## start

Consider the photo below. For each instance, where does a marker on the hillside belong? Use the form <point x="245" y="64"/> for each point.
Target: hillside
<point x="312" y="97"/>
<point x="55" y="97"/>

## end
## start

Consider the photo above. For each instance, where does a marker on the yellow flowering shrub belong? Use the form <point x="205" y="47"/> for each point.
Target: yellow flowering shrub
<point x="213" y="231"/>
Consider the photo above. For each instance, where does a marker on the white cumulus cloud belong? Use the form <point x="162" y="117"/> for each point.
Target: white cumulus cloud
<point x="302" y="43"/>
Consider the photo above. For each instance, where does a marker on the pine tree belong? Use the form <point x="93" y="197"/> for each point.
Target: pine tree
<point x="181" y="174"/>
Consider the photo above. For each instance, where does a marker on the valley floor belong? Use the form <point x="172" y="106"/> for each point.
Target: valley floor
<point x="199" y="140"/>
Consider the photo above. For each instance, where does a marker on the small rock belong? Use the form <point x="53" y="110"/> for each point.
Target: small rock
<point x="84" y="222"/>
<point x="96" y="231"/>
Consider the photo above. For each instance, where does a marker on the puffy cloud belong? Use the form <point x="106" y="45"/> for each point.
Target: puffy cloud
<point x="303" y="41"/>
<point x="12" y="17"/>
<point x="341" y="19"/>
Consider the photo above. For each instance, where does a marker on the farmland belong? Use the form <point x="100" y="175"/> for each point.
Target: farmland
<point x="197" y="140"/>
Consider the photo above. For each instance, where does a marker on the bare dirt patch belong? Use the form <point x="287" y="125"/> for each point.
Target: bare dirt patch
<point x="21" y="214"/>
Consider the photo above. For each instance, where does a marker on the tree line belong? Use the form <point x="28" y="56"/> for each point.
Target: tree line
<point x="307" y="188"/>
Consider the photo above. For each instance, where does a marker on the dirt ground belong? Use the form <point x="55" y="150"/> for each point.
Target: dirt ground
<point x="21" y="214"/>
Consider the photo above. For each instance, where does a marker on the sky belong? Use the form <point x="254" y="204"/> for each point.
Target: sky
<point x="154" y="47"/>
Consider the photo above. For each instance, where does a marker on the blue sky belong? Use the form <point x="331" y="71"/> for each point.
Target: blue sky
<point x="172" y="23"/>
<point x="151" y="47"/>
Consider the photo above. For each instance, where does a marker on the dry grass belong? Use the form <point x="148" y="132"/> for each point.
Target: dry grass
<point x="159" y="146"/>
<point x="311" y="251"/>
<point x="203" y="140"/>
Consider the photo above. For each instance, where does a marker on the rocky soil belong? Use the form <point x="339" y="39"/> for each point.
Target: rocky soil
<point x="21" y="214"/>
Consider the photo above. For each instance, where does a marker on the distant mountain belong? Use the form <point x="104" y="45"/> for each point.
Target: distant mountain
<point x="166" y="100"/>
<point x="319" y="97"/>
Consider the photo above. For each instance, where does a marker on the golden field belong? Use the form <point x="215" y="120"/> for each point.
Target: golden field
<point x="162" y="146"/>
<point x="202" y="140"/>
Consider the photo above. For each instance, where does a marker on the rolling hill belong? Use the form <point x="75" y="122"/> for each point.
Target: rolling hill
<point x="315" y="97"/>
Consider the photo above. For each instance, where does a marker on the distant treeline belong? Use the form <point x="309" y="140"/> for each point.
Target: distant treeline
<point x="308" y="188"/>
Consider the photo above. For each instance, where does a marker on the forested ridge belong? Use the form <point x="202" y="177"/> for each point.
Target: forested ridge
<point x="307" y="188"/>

## end
## start

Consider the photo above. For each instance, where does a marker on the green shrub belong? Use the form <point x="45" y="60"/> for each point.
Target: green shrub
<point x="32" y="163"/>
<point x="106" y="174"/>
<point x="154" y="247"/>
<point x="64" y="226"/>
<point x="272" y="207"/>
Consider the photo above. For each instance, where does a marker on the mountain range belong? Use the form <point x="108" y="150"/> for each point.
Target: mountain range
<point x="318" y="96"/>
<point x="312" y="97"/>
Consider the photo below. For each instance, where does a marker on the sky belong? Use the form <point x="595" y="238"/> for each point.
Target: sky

## end

Collect every line of the listing above that contains the word "cumulus", and copy each one unchanged.

Consider the photo above. For each instance, where does a marker on the white cumulus cloud belong? Use the form <point x="162" y="117"/> for each point.
Target: white cumulus cloud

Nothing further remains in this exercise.